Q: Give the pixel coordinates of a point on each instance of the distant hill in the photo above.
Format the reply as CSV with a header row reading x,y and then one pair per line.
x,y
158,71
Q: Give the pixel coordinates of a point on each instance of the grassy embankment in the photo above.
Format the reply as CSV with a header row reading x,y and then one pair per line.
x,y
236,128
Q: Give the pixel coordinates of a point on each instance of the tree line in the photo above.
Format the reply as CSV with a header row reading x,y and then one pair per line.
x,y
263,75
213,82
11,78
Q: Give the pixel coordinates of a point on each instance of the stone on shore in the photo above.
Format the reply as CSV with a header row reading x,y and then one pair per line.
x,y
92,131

__Task instructions__.
Rewrite the stretch of rows from the line containing "shore in the photo above." through the end of the rows, requests included, adjusting every coordinate in the answers by adding -65.

__Written answer__.
Q: Give the pixel coordinates of a point on each instance of the stone on shore in the photo above.
Format the reply as CSV with a header row reading x,y and then one pair per line.
x,y
27,66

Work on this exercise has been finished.